:: SUPPLIED DATA ::

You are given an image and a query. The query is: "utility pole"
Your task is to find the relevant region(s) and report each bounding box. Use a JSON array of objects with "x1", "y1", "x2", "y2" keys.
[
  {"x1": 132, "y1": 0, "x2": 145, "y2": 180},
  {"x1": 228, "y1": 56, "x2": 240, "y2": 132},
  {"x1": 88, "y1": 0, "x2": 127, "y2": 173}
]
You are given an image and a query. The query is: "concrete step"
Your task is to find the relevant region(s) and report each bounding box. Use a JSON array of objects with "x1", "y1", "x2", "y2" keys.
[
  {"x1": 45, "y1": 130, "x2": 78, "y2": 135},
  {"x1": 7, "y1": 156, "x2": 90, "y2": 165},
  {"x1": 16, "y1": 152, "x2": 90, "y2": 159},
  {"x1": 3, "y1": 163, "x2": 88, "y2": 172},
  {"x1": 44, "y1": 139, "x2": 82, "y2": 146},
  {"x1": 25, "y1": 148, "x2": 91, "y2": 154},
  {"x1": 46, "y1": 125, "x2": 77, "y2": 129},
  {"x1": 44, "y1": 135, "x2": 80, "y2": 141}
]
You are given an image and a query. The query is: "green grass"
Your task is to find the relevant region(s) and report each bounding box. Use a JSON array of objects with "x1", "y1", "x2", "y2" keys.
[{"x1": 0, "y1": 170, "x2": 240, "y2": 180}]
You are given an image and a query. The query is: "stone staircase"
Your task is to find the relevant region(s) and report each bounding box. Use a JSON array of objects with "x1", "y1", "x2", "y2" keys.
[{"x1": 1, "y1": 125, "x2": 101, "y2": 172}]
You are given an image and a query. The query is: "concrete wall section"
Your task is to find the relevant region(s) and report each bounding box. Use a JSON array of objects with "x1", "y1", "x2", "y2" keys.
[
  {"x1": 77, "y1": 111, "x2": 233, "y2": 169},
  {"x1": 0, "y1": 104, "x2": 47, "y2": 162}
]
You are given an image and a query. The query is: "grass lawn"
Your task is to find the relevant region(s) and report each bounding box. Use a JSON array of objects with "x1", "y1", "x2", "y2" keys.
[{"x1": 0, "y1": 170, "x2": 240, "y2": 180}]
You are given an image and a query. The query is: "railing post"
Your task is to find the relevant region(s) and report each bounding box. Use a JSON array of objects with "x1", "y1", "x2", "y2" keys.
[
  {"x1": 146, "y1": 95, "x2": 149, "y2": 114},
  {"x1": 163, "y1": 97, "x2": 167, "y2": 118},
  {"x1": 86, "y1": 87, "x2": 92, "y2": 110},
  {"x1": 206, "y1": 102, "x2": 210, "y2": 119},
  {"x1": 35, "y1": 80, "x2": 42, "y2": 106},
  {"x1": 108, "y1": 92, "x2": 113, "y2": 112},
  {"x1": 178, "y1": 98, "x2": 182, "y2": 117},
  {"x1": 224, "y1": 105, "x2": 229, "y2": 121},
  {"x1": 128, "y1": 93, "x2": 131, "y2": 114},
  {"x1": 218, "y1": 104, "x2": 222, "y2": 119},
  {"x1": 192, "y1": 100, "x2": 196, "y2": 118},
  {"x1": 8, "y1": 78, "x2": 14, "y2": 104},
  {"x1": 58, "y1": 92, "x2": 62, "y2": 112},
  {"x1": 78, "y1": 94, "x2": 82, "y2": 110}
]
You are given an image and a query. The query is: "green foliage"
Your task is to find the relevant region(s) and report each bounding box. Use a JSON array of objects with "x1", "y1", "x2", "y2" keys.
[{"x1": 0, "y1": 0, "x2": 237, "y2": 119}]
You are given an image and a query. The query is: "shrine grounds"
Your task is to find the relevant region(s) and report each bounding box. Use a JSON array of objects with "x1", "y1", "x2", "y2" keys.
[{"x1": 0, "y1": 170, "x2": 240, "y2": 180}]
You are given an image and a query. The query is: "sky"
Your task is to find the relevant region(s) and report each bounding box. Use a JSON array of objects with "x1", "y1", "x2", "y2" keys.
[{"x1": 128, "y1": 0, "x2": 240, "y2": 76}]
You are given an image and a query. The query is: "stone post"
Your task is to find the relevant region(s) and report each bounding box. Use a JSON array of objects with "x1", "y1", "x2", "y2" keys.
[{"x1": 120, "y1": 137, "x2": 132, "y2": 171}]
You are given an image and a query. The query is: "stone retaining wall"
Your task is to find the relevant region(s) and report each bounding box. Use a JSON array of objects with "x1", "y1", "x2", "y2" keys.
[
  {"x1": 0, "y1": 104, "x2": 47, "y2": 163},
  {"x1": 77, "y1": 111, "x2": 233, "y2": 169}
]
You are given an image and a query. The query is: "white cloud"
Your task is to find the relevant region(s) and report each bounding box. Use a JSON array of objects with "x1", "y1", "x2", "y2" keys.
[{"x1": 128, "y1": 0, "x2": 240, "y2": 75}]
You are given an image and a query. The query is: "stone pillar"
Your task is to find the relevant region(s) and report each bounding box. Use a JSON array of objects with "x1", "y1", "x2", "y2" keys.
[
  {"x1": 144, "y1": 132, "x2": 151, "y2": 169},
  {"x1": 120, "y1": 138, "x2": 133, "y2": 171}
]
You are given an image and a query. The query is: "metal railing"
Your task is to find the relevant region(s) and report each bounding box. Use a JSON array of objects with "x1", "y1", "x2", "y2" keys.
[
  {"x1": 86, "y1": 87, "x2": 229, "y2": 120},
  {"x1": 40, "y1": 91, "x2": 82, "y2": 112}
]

:::

[SET TASK] Extract every line of the records above that contains the string "post", treating uppercase and lowercase letters as distinct.

[REPLY TO THE TASK]
You are given an image and a query. The query is: "railing post"
You are given an image and a query. The query is: "stone post"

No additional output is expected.